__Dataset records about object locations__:
════════════════════

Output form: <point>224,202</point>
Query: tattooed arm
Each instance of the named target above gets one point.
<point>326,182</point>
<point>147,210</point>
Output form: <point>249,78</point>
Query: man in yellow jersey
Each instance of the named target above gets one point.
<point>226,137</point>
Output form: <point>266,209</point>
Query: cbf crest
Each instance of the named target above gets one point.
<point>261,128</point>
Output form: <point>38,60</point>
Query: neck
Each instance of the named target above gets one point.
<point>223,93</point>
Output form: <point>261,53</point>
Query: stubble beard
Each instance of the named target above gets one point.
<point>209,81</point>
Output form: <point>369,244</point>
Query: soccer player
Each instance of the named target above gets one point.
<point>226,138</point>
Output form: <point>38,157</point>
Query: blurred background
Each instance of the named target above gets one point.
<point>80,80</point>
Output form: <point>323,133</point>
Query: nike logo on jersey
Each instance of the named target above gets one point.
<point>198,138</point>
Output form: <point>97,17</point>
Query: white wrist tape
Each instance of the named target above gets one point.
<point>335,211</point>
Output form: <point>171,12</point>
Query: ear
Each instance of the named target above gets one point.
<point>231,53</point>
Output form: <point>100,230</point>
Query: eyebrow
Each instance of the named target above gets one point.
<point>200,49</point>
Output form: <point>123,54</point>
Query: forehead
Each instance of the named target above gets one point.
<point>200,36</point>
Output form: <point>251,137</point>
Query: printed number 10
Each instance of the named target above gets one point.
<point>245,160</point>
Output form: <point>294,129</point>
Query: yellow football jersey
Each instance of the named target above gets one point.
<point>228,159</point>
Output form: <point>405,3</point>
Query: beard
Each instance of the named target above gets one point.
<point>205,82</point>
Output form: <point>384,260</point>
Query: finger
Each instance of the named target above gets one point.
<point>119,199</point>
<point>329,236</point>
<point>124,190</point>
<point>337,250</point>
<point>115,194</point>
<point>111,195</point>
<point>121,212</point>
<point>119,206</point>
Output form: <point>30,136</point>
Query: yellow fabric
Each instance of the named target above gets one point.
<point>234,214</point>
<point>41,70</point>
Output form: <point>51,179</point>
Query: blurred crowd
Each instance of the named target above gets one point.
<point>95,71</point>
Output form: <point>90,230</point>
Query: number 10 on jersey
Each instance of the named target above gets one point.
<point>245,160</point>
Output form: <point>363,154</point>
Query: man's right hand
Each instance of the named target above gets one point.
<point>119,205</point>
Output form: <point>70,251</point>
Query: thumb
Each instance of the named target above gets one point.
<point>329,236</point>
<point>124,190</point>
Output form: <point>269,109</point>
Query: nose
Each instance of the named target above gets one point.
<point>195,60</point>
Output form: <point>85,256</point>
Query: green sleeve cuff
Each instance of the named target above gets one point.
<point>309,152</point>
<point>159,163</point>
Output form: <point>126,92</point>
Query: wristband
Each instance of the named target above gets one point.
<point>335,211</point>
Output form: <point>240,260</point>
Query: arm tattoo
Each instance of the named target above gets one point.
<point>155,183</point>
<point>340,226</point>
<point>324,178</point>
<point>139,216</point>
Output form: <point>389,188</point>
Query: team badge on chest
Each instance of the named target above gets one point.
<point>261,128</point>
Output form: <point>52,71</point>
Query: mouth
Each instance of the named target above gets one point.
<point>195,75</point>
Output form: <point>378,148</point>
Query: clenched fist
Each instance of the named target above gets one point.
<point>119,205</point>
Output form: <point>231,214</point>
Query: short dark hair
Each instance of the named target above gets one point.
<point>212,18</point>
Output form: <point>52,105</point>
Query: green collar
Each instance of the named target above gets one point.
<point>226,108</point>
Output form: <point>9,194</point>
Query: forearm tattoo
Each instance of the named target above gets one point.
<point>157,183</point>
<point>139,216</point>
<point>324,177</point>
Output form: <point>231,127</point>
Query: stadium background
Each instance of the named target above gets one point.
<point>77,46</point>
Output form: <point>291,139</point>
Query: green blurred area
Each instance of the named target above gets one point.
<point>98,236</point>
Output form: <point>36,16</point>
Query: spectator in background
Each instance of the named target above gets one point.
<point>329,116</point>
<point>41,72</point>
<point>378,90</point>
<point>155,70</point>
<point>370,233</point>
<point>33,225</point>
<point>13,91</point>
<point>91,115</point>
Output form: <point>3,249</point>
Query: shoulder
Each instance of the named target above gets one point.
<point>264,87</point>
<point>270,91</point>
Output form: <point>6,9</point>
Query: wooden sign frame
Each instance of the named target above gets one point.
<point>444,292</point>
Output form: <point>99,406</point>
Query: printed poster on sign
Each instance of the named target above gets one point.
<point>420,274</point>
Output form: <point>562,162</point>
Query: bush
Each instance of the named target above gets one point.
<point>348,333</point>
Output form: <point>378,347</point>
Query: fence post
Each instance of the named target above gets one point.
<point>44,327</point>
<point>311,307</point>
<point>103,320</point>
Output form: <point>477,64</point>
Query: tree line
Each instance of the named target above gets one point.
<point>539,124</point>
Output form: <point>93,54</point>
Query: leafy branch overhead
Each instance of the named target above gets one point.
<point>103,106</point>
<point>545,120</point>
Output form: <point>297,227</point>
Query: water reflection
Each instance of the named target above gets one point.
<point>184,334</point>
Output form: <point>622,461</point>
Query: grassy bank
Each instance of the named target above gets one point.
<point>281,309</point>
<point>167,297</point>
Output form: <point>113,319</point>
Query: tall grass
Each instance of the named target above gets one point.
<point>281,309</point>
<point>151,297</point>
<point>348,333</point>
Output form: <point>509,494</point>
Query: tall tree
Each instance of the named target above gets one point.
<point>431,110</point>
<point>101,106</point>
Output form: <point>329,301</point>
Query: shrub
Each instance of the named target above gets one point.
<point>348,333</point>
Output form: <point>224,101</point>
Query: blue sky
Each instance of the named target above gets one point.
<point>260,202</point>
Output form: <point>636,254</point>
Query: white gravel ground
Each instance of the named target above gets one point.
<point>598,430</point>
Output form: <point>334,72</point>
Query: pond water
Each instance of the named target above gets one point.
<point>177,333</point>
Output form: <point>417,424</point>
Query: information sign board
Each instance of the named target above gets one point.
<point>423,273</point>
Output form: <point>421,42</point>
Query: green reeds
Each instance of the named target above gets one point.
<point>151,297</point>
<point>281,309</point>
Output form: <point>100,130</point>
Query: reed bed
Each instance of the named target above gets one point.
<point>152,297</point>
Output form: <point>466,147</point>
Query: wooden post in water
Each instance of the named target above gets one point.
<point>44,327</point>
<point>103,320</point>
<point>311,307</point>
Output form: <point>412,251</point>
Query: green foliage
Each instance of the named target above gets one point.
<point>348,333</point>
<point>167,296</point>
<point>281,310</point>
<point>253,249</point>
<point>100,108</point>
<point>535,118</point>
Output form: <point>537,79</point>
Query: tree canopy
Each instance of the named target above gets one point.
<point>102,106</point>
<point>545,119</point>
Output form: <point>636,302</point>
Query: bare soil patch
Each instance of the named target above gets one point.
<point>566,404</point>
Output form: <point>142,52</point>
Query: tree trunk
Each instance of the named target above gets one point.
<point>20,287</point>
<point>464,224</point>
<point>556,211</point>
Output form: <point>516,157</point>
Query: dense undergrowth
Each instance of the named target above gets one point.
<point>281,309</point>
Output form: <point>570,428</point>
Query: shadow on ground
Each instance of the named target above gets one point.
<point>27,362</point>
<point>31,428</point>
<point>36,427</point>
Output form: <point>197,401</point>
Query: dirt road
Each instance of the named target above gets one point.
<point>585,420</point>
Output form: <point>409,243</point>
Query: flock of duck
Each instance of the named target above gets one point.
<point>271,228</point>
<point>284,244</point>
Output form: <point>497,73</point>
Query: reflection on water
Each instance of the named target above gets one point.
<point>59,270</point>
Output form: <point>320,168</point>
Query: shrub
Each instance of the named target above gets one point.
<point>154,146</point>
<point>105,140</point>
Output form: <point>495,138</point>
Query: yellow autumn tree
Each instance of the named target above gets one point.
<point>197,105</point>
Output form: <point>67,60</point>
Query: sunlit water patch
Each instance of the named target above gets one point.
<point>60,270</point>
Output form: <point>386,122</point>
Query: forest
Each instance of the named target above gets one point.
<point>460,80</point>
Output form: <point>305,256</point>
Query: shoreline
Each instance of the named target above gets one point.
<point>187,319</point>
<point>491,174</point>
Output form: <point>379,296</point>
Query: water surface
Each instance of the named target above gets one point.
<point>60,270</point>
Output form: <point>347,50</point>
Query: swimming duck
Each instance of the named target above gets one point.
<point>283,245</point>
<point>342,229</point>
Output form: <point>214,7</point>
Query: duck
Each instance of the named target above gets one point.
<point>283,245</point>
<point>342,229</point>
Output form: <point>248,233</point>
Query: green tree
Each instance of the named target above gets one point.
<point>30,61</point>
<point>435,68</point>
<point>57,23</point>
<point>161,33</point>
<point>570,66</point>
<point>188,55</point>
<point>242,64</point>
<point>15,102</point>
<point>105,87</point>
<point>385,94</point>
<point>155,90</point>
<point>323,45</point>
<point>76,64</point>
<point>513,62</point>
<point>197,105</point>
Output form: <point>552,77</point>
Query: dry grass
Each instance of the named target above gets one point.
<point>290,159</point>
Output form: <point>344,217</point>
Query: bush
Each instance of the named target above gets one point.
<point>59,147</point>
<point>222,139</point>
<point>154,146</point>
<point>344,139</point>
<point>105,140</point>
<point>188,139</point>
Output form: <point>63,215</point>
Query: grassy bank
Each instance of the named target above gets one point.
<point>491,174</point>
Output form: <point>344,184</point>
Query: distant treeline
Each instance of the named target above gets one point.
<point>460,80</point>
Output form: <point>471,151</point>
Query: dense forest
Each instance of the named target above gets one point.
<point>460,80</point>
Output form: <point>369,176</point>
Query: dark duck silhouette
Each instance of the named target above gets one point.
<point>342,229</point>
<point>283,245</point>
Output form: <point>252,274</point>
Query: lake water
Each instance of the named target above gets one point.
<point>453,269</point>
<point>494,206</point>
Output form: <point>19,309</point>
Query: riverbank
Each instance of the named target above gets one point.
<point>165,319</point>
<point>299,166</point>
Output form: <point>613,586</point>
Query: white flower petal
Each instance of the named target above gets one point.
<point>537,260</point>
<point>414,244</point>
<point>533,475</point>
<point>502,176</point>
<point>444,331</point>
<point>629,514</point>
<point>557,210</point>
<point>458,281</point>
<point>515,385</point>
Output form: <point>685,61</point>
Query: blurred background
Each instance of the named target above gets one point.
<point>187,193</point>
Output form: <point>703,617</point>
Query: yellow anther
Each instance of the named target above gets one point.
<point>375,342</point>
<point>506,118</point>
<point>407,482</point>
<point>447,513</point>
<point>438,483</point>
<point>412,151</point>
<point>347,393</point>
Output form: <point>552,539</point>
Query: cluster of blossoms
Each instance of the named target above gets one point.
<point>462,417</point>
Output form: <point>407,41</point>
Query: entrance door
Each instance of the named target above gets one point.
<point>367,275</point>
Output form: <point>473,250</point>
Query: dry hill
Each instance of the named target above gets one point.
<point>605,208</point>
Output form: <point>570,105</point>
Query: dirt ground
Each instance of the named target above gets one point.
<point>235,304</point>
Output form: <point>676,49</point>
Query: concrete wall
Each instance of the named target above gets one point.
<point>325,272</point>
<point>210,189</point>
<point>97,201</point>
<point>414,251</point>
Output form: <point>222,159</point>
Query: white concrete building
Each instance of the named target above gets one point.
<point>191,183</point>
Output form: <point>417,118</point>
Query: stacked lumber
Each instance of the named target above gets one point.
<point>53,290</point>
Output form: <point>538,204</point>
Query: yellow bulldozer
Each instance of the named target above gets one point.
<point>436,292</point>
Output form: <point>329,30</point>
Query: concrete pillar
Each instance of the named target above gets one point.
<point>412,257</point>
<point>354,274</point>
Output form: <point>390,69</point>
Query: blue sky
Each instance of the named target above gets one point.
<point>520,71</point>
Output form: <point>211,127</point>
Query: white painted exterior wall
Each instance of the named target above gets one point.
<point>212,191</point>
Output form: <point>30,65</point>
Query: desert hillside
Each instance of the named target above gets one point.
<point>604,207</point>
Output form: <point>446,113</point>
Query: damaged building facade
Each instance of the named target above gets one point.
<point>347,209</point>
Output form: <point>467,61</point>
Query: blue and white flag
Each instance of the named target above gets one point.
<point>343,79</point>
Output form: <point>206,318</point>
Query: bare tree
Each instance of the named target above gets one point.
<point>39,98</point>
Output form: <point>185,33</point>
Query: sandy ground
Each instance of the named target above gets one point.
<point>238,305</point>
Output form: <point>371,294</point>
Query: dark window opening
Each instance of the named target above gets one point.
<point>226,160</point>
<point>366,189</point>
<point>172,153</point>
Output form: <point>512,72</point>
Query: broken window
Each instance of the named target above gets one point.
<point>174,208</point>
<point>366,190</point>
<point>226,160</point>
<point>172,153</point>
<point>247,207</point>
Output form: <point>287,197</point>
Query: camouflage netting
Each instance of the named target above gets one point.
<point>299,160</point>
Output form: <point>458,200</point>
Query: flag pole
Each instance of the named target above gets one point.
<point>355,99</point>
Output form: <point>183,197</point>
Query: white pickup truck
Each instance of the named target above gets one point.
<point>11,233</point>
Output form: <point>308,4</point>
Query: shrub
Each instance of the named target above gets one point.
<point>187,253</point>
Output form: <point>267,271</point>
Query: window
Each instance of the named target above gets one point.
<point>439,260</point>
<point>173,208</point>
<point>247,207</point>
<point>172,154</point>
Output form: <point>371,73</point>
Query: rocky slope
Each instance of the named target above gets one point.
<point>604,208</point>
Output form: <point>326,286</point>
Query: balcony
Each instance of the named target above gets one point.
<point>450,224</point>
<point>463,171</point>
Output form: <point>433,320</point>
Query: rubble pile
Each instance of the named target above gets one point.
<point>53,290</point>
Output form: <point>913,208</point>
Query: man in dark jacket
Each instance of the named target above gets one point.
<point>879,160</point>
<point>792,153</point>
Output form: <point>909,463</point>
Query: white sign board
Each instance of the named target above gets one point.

════════════════════

__Written instruction__: All lines from the one containing "Output form: <point>308,4</point>" through the end of the records, both ends included, are to be quoted exactly; please add nothing else.

__Solved problem__:
Output form: <point>308,4</point>
Query: shrub
Each instance of the named target above gets one point.
<point>187,253</point>
Output form: <point>267,271</point>
Query: window
Each instance of the named target above gets one point.
<point>439,260</point>
<point>173,208</point>
<point>247,207</point>
<point>172,154</point>
Output form: <point>371,73</point>
Query: rocky slope
Each instance of the named target above gets one point.
<point>604,208</point>
Output form: <point>326,286</point>
Query: balcony
Each instance of the named target above gets one point.
<point>450,224</point>
<point>463,171</point>
Output form: <point>433,320</point>
Query: rubble pile
Each instance of the named target above gets one point.
<point>53,290</point>
Output form: <point>913,208</point>
Query: man in dark jacket
Each instance of the named target above gets one point.
<point>879,160</point>
<point>792,153</point>
Output form: <point>909,463</point>
Query: white sign board
Each instance of the named target above gets one point.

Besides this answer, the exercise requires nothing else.